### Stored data
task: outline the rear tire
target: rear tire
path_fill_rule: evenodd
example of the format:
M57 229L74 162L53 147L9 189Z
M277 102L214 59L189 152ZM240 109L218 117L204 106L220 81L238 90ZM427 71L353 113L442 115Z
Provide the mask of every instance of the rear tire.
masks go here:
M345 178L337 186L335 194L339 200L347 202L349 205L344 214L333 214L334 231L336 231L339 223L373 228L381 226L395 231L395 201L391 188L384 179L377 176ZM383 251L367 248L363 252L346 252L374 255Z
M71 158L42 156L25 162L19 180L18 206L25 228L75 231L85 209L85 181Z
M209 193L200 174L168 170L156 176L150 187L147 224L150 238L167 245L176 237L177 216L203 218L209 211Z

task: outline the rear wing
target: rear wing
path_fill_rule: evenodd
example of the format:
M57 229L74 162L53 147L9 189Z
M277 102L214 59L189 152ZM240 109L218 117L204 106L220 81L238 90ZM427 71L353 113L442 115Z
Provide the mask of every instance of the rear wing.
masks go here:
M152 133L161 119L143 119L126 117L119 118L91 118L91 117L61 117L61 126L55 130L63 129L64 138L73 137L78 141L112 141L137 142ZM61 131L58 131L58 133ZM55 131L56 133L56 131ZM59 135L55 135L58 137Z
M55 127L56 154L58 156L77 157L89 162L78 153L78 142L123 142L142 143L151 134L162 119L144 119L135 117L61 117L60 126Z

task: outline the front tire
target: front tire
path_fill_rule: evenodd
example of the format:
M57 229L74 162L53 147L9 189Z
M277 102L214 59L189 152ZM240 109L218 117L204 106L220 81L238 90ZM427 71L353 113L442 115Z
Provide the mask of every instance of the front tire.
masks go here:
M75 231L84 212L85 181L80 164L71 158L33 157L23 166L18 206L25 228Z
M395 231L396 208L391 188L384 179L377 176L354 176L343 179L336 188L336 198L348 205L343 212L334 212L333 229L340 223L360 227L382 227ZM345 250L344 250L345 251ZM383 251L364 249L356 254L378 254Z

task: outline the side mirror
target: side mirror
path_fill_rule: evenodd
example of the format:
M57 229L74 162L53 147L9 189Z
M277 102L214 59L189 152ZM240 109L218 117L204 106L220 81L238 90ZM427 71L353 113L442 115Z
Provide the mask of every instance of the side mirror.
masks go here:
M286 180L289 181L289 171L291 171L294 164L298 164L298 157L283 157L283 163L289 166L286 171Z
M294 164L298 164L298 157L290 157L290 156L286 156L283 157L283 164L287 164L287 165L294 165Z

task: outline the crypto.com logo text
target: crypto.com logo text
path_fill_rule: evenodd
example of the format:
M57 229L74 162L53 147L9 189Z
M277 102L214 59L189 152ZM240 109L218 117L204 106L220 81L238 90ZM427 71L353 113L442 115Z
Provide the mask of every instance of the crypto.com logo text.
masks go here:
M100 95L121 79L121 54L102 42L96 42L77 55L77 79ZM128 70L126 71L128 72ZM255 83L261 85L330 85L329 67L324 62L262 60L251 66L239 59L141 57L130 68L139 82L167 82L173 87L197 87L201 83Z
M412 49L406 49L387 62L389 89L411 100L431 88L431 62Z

### Work item
Set down, word for word, each line from the top of the records above through the line with "Provide the mask of every instance of the rear tire.".

### Task response
task: outline the rear tire
target: rear tire
path_fill_rule: evenodd
example of the format:
M57 229L74 162L53 147L9 189Z
M277 102L214 59L189 152ZM240 109L218 117L204 106L220 81L238 90ZM427 71L353 113L442 115Z
Provide the mask of every instance of the rear tire.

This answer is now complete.